§ **What the task asks**: Starting with the first line, output the data exactly through to the end.

━━━ Exercise input

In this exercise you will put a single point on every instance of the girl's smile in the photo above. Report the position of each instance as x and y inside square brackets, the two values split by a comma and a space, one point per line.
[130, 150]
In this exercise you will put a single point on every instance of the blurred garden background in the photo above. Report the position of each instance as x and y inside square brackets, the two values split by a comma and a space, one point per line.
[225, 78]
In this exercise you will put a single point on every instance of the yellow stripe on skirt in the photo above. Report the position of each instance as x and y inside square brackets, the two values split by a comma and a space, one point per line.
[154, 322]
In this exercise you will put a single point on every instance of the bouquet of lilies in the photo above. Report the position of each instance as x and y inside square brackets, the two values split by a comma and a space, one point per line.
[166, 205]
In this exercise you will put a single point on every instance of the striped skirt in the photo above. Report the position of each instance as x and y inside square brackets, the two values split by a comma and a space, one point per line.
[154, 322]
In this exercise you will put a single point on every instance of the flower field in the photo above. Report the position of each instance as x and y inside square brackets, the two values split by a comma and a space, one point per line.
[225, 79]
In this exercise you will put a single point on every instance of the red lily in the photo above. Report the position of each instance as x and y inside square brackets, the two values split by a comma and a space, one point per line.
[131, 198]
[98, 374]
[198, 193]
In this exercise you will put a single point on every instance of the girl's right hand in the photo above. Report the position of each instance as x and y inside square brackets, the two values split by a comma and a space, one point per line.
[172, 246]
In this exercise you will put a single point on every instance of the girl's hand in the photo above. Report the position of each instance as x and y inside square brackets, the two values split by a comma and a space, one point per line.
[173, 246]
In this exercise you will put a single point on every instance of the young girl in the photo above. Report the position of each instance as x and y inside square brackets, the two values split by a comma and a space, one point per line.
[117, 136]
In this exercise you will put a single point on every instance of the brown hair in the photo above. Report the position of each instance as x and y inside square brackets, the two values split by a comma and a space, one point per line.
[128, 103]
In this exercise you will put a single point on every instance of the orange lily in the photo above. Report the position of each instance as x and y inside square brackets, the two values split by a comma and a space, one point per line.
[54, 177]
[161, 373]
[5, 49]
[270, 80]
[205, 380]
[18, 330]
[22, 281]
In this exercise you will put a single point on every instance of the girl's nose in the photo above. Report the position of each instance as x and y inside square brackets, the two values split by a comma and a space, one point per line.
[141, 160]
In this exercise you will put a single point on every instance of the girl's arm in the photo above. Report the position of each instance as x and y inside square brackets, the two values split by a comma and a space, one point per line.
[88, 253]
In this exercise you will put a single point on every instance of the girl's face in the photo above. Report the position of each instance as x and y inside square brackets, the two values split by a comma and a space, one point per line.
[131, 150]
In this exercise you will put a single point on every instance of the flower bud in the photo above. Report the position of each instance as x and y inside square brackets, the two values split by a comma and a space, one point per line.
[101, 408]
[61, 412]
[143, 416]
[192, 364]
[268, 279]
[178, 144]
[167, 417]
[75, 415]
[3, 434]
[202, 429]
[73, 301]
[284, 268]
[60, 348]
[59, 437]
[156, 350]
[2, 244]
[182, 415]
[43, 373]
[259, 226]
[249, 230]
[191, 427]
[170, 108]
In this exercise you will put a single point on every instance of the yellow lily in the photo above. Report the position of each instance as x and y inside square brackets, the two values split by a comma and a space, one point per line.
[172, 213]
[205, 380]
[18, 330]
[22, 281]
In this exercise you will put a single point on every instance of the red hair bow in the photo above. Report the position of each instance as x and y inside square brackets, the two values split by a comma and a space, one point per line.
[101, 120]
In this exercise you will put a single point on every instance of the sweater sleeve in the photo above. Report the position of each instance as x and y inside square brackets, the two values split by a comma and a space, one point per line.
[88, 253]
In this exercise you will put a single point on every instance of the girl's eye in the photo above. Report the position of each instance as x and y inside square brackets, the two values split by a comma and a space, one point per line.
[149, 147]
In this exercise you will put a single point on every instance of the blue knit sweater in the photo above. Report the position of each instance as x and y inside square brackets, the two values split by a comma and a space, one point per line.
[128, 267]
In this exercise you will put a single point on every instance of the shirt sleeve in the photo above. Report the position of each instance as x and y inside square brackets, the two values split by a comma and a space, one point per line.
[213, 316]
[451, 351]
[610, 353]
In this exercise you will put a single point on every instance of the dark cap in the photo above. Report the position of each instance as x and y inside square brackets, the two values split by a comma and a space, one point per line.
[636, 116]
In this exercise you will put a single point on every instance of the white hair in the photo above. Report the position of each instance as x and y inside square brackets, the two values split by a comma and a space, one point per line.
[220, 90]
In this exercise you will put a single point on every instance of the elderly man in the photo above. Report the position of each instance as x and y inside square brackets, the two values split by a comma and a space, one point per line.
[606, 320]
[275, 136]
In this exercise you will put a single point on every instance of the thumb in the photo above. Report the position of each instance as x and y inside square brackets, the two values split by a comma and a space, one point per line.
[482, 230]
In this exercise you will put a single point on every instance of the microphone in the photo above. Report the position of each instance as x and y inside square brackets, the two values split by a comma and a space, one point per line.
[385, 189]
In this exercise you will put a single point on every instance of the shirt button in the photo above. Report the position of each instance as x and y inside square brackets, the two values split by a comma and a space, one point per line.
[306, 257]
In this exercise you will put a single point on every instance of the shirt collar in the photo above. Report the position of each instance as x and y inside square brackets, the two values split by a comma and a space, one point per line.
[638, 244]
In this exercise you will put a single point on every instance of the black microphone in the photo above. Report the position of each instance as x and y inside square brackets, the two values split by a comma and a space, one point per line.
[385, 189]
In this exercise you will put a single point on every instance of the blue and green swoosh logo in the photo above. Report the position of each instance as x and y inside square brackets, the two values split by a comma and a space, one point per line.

━━━━━━

§ **Response**:
In this exercise you will put a single point on every instance of the girl's smile in the photo above. Report the position of each instance as x and y inside square brackets, the two values split by a comma and a space, one point per line.
[130, 150]
In this exercise you will put a single point on every instance of the blurred garden background in the photo above. Report the position of each instance as x and y inside square brackets, the two values split by a comma and a space, one point per line.
[225, 78]
In this exercise you will put a single point on every instance of the yellow stripe on skirt in the photo above. Report the position of each instance as x and y inside square brackets, the two values split by a comma and a space, one point per line.
[154, 322]
In this exercise you will put a single point on every instance of the bouquet of lilies in the photo above. Report the position of each instance as x and y inside square brackets, the two values split by a comma and a space, one point per line.
[166, 205]
In this exercise you will put a single point on every instance of the striped skirt in the photo above. Report the position of each instance as x and y inside square brackets, the two values split by a comma and a space, one point per line.
[154, 322]
In this exercise you will put a single point on every instance of the flower field in the photo above. Report the position of each instance as x and y inside square brackets, the two values split by a comma and a space, one point per line.
[225, 79]
In this exercise you will put a single point on every instance of the red lily in the photo above. Report the position of each instance as x and y inside square brackets, the two values split by a comma and a space, one point per line.
[131, 198]
[98, 374]
[198, 193]
In this exercise you will put a single point on every instance of the girl's right hand in the photo above. Report the position of each instance as x and y inside square brackets, the two values split by a comma and a space, one point per line.
[172, 246]
In this exercise you will put a single point on every instance of the girl's hand in the photo above. Report the position of each instance as x and y inside square brackets, the two values split by a comma and a space, one point per line.
[173, 246]
In this exercise you will put a single point on every instance of the young girl in the photo above. Report the position of each instance as x and y inside square brackets, the two values split by a comma and a space, one point per line.
[117, 136]
In this exercise you will put a single point on every instance of the brown hair in the photo above. Report the position of each instance as x and y inside square brackets, the two values split by a comma and a space, one point per line.
[128, 103]
In this exercise you will put a single point on every instance of the orange lily in the photo above. Report the position of each instance as x and y inside square brackets, the two values split by a comma and a space, one point per line.
[54, 177]
[161, 373]
[5, 49]
[270, 80]
[205, 380]
[18, 330]
[22, 281]
In this exercise you will put a single point on every instance of the girl's nose in the photo above. Report the position of each instance as x and y inside square brackets, the two values split by a comma and a space, one point per line.
[141, 160]
In this exercise you will put a single point on every instance of the girl's arm in the photo above. Report the position of each instance as x and y inside square brackets, the two values split by a comma and a space, one point per line.
[88, 253]
In this exercise you will put a single point on every instance of the girl's face in the photo above. Report the position of each instance as x and y inside square brackets, the two values split by a comma and a space, one point per line.
[131, 150]
In this exercise you will put a single point on every instance of the flower bud in the photo above. Report the position of each instance as x and y inside square brackets, the two values split by a comma and a space, one point per line.
[101, 408]
[61, 412]
[143, 416]
[192, 364]
[268, 279]
[178, 144]
[167, 417]
[75, 415]
[3, 434]
[202, 429]
[73, 301]
[284, 268]
[60, 348]
[59, 437]
[156, 350]
[2, 244]
[182, 415]
[43, 373]
[259, 226]
[249, 230]
[191, 427]
[170, 108]
In this exercise you will put a single point on every instance of the yellow lily in the photo above. Report the position of each instance as x and y inside square brackets, the two values split by a comma and a space, one point per line.
[172, 213]
[205, 380]
[18, 330]
[22, 281]
In this exercise you will put a single point on every instance of the red hair bow in the photo above. Report the position of each instance as x and y inside square brackets, the two values split by a comma and a space, one point per line.
[101, 120]
In this exercise you will put a single point on every instance of the sweater sleeve in the photo above. Report the position of each instance as x and y inside square brackets, the two values split by a comma and a space, one point per line.
[88, 253]
In this exercise you will put a single point on every instance of the girl's eye in the photo above. Report the position of each instance as x and y inside square brackets, the two values split by a comma and a space, one point per line.
[149, 147]
In this exercise you will put a single point on every instance of the blue knit sweater in the photo above. Report the position of each instance as x and y inside square brackets, the two values split by a comma and a space, one point per line.
[128, 267]
In this exercise you will put a single point on every instance of the shirt sleeve in the photo above. Report the position of each instance as x and y inside square brackets, the two values split by a comma and a space, one point per line.
[213, 316]
[451, 351]
[610, 353]
In this exercise you will put a single point on every instance of the dark cap in the photo above. Report the position of each instance as x and y inside square brackets, the two values split by a comma and a space, one point per line.
[636, 116]
In this exercise you will put a single point on every instance of the white hair in the photo above. Report the position of each instance as x and y inside square brackets, the two values split by a comma and a space, one point per line.
[220, 90]
In this exercise you will put a single point on every instance of the elderly man in the photo above. Report the position of each instance as x and y inside square brackets, the two values split by a comma and a space, one point per line.
[606, 320]
[275, 136]
In this exercise you will put a single point on every instance of the thumb in the photo above. Report the position of each instance as x and y inside square brackets, the two values split by a comma and a space, one point per line.
[482, 230]
In this exercise you will put a single point on every instance of the microphone in the photo above. Report the position of each instance as x and y inside square brackets, the two values split by a comma and a space, one point per line.
[385, 189]
In this exercise you will put a single point on every instance of the shirt button in the photo above. Report the position of each instance as x and y inside square brackets, the two values split by a comma and a space, one point per line.
[306, 257]
In this exercise you will put a single point on every instance of the shirt collar in the photo above. Report the position of each instance as x and y inside square brackets, the two values split by a comma and a space, one point per line.
[638, 244]
In this exercise you will put a single point on every instance of the black microphone in the photo above. Report the position of each instance as x and y inside square brackets, the two values split by a comma and a space, one point per line.
[385, 189]
In this exercise you will put a single point on every instance of the blue and green swoosh logo in the photo above. Report the position of each instance as x and y inside square brackets, the two values split by a comma and a space, one point per line.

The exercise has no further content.